TASK OBJECTIVE => Determine how many lines in the listing contain the string "black"; respond with the number alone.

· · · ·

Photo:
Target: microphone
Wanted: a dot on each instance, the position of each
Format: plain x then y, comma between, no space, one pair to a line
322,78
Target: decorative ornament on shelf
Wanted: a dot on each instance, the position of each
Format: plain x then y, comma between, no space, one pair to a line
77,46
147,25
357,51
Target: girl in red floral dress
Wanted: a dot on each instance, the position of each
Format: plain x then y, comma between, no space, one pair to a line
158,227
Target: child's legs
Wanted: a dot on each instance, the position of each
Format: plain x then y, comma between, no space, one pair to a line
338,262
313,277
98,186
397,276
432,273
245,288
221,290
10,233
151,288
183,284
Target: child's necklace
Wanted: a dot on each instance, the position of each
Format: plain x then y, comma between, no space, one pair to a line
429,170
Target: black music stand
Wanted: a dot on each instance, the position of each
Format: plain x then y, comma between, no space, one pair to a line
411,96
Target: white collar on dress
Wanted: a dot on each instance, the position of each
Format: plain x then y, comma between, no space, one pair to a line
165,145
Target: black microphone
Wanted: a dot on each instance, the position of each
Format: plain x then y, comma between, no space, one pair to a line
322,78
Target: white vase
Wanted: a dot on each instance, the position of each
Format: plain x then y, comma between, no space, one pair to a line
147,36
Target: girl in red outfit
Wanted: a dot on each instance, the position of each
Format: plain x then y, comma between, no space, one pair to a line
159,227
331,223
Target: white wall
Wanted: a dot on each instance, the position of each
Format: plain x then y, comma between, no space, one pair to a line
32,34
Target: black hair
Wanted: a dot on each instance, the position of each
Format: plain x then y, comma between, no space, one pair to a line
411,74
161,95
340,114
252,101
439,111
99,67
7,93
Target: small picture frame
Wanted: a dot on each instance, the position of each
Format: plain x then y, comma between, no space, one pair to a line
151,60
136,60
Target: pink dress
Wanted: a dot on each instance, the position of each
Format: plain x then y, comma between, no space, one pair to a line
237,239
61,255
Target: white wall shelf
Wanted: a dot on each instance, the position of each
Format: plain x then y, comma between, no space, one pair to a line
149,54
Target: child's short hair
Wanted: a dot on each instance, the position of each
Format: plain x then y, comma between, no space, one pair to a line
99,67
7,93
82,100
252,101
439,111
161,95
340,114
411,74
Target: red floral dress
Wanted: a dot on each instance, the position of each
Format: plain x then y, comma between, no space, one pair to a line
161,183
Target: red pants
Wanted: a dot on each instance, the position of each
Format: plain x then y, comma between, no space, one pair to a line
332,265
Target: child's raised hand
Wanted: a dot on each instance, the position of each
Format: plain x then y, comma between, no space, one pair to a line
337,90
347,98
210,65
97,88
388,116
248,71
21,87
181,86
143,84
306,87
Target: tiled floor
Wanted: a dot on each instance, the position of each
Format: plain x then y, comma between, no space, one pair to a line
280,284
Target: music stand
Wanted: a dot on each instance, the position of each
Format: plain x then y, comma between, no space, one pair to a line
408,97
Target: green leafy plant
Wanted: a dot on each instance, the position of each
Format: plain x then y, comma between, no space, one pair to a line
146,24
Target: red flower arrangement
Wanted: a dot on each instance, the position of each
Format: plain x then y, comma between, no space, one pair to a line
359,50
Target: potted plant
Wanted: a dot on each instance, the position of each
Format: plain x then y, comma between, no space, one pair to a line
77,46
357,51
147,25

· · · ·

FINISHED TASK => 3